## [Set problem]
Rename "conical hat" to "bamboo hat" throughout the portion of the listing that runs from its first line through the line containing "Give the outline of every instance of the conical". Reproduce that portion with no other changes.

═══

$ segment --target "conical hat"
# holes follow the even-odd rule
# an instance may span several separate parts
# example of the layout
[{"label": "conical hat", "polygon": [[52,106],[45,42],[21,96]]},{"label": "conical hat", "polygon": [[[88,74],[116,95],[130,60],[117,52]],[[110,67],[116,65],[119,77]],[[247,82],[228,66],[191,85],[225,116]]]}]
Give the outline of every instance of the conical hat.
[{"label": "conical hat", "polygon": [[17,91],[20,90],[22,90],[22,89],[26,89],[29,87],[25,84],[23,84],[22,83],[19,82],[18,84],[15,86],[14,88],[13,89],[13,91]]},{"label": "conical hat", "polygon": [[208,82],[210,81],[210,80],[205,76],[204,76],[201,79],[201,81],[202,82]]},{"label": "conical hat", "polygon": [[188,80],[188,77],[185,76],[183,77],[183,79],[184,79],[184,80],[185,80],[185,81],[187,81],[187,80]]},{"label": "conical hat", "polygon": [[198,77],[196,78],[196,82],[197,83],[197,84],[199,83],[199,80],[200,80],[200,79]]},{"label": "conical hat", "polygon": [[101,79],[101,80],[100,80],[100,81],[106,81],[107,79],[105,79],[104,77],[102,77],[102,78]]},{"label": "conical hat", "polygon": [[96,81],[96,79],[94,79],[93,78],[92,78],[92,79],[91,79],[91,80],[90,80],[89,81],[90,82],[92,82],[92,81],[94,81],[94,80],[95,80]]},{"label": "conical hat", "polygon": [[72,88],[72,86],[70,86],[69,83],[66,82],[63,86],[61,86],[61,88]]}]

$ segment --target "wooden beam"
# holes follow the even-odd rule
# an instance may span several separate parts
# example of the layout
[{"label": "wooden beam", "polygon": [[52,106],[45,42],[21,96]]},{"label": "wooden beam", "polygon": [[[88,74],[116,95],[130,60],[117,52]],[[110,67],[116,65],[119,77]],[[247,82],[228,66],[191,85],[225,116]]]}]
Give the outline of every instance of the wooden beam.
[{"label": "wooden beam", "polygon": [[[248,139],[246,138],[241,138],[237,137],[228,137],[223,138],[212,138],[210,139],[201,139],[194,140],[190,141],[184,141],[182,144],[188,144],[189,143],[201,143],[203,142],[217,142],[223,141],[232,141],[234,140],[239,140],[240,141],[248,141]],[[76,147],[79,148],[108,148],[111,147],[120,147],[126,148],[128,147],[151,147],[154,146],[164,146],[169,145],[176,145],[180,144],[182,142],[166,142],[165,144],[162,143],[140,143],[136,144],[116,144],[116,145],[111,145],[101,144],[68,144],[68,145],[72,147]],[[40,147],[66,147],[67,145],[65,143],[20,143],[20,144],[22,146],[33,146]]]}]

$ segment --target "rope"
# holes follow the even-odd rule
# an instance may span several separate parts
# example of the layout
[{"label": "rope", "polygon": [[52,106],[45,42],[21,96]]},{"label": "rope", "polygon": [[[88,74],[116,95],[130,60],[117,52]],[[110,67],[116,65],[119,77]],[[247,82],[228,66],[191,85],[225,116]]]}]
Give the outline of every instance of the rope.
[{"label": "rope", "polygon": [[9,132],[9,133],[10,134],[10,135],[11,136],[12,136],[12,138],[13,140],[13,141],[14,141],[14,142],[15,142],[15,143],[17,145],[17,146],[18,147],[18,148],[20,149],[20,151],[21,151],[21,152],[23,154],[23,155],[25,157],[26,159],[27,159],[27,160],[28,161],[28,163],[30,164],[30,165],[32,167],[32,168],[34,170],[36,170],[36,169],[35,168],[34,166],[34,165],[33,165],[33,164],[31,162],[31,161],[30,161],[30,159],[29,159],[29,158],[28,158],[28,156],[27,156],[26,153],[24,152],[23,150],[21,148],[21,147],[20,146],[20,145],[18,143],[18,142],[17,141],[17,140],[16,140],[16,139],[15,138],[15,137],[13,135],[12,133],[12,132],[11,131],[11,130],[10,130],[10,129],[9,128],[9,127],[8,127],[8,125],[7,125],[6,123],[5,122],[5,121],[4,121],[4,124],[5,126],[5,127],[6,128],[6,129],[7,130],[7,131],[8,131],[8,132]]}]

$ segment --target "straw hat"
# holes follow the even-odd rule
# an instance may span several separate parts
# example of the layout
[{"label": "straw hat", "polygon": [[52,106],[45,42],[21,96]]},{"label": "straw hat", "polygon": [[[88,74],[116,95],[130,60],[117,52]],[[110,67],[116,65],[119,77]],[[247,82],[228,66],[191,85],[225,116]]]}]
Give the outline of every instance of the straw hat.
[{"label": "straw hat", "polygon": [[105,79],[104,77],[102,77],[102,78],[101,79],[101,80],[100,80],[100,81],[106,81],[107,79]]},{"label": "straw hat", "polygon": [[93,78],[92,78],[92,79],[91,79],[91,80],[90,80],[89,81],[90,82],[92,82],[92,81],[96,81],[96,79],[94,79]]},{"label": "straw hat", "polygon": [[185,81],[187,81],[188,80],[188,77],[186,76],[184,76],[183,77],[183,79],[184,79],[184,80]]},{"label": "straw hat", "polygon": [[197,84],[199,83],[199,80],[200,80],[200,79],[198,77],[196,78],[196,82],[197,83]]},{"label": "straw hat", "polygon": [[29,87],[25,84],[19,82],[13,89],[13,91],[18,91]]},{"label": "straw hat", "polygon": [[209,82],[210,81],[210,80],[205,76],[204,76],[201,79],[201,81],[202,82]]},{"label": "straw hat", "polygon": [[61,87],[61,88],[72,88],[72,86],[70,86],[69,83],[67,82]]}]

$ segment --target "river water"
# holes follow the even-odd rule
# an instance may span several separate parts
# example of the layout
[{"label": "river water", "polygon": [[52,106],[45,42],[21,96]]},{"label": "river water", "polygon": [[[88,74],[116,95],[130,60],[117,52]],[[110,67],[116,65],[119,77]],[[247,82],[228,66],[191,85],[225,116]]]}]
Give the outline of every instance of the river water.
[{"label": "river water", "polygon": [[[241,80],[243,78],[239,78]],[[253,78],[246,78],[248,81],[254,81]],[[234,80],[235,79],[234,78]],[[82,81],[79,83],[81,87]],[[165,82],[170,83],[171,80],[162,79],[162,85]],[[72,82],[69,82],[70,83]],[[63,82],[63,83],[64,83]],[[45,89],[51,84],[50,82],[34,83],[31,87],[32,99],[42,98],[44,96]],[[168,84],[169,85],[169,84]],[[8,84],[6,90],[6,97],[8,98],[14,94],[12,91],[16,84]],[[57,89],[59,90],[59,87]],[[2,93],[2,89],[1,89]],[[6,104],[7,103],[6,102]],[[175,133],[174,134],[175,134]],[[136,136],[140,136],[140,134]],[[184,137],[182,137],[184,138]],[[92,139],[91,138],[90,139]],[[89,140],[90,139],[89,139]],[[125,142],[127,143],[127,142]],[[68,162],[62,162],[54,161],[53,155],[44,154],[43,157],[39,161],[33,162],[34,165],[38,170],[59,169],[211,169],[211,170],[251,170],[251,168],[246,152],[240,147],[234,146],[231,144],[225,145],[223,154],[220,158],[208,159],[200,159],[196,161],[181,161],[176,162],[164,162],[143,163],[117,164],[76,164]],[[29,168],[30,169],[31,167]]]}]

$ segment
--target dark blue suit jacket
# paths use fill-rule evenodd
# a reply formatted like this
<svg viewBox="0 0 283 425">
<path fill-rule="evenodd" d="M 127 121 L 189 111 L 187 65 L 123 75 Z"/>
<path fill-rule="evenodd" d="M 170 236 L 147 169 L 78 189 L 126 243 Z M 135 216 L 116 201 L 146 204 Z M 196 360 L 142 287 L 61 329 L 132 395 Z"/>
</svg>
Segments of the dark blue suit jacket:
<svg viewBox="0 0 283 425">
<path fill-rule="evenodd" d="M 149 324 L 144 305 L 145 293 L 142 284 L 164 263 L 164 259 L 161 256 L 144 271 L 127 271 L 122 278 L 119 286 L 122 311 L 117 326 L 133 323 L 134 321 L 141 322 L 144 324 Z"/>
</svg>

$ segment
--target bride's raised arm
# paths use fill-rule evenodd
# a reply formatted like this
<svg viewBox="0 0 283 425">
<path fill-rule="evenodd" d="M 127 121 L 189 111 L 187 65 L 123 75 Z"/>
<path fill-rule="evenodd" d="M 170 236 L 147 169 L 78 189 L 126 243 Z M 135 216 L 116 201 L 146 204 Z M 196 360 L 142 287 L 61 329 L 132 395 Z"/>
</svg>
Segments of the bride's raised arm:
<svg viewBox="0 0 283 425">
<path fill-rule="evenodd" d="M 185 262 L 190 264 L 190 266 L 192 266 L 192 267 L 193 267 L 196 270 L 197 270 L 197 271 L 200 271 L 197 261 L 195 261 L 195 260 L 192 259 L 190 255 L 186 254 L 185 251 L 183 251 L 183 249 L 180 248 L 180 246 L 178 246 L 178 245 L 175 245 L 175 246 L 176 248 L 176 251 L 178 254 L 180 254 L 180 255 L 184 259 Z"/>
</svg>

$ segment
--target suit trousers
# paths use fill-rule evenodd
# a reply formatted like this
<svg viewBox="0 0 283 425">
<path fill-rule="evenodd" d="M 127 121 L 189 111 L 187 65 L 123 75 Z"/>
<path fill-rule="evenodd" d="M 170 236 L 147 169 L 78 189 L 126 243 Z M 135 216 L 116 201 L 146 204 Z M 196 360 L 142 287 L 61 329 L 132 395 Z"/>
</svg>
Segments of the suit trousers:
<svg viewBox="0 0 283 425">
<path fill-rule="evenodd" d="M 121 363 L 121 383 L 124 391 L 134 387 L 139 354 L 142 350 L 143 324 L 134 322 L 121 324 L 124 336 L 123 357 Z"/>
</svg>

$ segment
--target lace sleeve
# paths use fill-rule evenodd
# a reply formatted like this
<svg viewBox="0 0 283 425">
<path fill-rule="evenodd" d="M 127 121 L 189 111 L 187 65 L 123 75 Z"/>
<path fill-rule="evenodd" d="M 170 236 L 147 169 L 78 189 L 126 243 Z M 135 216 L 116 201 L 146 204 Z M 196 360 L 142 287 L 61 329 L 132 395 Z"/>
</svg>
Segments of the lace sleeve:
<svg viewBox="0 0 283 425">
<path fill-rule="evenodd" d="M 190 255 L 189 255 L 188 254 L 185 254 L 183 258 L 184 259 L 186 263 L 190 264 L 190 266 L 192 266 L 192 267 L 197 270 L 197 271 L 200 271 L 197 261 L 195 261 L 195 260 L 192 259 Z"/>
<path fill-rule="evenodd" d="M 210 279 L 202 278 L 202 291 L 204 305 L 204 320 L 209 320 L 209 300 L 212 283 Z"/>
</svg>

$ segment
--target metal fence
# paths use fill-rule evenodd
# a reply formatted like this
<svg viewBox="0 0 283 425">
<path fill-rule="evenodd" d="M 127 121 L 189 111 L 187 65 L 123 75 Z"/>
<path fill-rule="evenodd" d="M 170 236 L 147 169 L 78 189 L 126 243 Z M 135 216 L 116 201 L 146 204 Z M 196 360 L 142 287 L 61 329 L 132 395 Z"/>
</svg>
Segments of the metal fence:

═══

## [Solution to this exercise]
$ segment --target "bamboo hat"
# holes follow the even-odd rule
# an instance may span several separate parts
# example of the layout
[{"label": "bamboo hat", "polygon": [[52,106],[45,42],[21,96]]},{"label": "bamboo hat", "polygon": [[[88,74],[116,95],[130,60],[117,52]],[[110,67],[116,65],[119,77]],[[247,82],[228,66],[191,85],[225,116]]]}]
Give the outline of every instance of the bamboo hat.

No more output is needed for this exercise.